__WHAT IS REQUIRED__.
Transcribe all of the data exactly. Images stay out.

[Image point grounding data]

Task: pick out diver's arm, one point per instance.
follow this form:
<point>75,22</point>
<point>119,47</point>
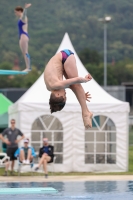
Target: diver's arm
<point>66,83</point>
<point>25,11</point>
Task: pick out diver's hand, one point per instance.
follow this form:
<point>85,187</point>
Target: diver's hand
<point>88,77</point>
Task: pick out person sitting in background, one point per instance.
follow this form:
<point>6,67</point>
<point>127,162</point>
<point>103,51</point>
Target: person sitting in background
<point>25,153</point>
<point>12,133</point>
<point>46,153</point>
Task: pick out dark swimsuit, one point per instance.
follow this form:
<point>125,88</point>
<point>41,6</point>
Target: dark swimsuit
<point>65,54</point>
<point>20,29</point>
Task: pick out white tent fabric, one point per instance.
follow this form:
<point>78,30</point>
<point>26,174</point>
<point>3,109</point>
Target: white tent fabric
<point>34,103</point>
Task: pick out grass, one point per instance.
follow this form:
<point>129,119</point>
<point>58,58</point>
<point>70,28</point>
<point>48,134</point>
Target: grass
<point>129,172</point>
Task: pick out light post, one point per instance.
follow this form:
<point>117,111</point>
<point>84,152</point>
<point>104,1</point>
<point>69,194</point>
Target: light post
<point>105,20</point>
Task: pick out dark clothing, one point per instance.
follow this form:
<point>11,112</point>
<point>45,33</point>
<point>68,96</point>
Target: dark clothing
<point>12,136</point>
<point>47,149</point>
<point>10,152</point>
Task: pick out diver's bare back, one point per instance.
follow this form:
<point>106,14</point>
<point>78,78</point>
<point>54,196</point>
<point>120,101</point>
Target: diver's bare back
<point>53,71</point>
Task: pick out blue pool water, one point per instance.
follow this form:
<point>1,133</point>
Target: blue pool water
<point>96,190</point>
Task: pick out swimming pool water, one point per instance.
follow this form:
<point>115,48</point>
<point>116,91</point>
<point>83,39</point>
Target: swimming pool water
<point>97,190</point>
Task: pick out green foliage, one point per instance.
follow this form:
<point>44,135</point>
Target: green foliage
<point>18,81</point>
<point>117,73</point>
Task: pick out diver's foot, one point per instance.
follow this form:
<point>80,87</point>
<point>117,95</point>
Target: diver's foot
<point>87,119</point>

__ANSWER TO THE EXERCISE__.
Task: pick out diver's arm, one point per instance.
follow this form:
<point>75,22</point>
<point>119,47</point>
Target: diver's arm
<point>66,83</point>
<point>25,11</point>
Task: pick out diver's hand, one point per instance.
follow this form:
<point>85,187</point>
Target: diver's hand
<point>88,77</point>
Task: pick out person sitting in background, one point per instance.
follow this form:
<point>6,67</point>
<point>127,162</point>
<point>103,51</point>
Target: person sitting in background
<point>25,153</point>
<point>12,133</point>
<point>46,153</point>
Task: pick out dark swimsuit, one point per instance.
follow this form:
<point>125,88</point>
<point>41,6</point>
Target: dark swimsuit
<point>65,54</point>
<point>20,29</point>
Task: pick out white tent fabric, one point per instance.
follow this form:
<point>78,30</point>
<point>26,174</point>
<point>3,109</point>
Target: white tent fabric
<point>34,103</point>
Task: pick out grass, one point per instance.
follow this form:
<point>129,119</point>
<point>58,58</point>
<point>70,28</point>
<point>48,134</point>
Target: grass
<point>129,172</point>
Task: pick out light post, one point per instance.
follow this form:
<point>117,111</point>
<point>84,152</point>
<point>104,1</point>
<point>69,194</point>
Target: light post
<point>105,20</point>
Task: pick out dark clothing, one point per instance.
follow this form:
<point>11,112</point>
<point>45,33</point>
<point>68,96</point>
Target: dark clothing
<point>12,136</point>
<point>47,149</point>
<point>10,152</point>
Task: pick out diver's bare back, one point per instance.
follow this form:
<point>106,14</point>
<point>78,78</point>
<point>54,196</point>
<point>120,101</point>
Target: diver's bare back
<point>53,71</point>
Task: pick out blue pool water, one point per instance.
follow this form:
<point>1,133</point>
Target: blue pool water
<point>96,190</point>
Task: pick out swimming pool water, one point per instance.
follow this form:
<point>115,48</point>
<point>116,91</point>
<point>83,39</point>
Target: swimming pool water
<point>97,190</point>
Task: pick out green foliage, one point per instance.
follow this form:
<point>44,135</point>
Target: green foliage
<point>18,81</point>
<point>117,73</point>
Task: pick out diver's foot, one point per instance.
follow this form:
<point>80,87</point>
<point>117,95</point>
Target: diver's foot
<point>87,119</point>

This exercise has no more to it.